▶ _SHORT TASK_: Render the lines of the records starting at the line that contains "Target: mast" and ending at the last line of the records as a JSON list of strings, with one string per line and blank lines omitted.
##### RECORDS TO USE
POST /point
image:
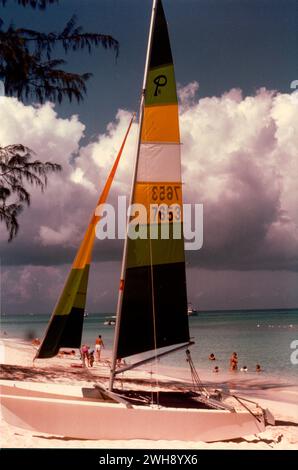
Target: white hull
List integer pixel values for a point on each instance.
(52, 412)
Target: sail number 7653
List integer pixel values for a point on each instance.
(165, 192)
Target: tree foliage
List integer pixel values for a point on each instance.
(27, 66)
(16, 169)
(29, 71)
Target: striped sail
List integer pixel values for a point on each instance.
(154, 302)
(66, 324)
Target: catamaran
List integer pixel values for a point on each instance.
(152, 310)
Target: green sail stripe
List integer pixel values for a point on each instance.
(74, 292)
(165, 251)
(161, 86)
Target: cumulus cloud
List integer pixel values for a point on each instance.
(239, 159)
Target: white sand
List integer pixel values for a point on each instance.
(279, 396)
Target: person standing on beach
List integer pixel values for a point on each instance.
(98, 347)
(234, 362)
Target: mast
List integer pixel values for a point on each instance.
##########
▶ _EXERCISE OUTPUT_:
[
  "Target: mast",
  "List integer pixel values for a point on each instance."
]